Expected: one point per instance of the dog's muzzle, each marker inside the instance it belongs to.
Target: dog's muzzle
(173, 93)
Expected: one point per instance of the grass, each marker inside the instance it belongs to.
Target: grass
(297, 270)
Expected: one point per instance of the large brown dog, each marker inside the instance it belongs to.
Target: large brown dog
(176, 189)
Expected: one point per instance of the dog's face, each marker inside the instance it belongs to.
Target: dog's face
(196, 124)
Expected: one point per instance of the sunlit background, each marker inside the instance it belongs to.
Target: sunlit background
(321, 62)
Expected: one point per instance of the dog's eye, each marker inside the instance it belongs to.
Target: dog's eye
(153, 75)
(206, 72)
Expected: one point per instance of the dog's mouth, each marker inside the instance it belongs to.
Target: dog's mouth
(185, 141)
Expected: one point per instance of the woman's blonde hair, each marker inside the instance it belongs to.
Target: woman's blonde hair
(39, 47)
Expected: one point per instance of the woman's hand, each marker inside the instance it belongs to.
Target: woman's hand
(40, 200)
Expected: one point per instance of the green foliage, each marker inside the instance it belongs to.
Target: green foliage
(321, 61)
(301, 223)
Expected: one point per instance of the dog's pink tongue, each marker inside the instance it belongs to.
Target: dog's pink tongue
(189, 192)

○ ○ ○ ○

Could you output exactly the lines from the one containing "Expected: one point per instance of the large" to the end of the entries above, both included, and no others?

Expected: one point per instance of the large brown dog, each marker inside the instance it belongs to.
Target: large brown dog
(176, 189)
Expected: one point per instance of the dog's face, each marker inside the instance it belongs to.
Target: dog's face
(196, 124)
Expected: one point per instance of the sunlit background, each marker inside the instance it belongs to.
Target: sunlit background
(321, 62)
Expected: one point per instance of the dog's eye, each marker inside the instance it belongs to.
Target: dog's eye
(153, 75)
(206, 72)
Expected: one point per instance of the dog's mouth, each marker inside the instance it belongs to.
Target: dog's mouth
(185, 141)
Expected: one point per instance of the woman's blonde hair, each marker inside the instance it belongs to.
Target: woman's blonde hair
(39, 47)
Expected: one point per instance of the woman's hand, each marker inside the instance it belongs to.
Target: woman's hand
(40, 200)
Expected: one point per instance of the green foliage, each marker inside the instance it belongs to.
Target: green foliage
(321, 61)
(301, 223)
Expected: one point per instance of the dog's pink tongue, each marker inside the instance it belongs to.
Target: dog's pink tongue
(189, 192)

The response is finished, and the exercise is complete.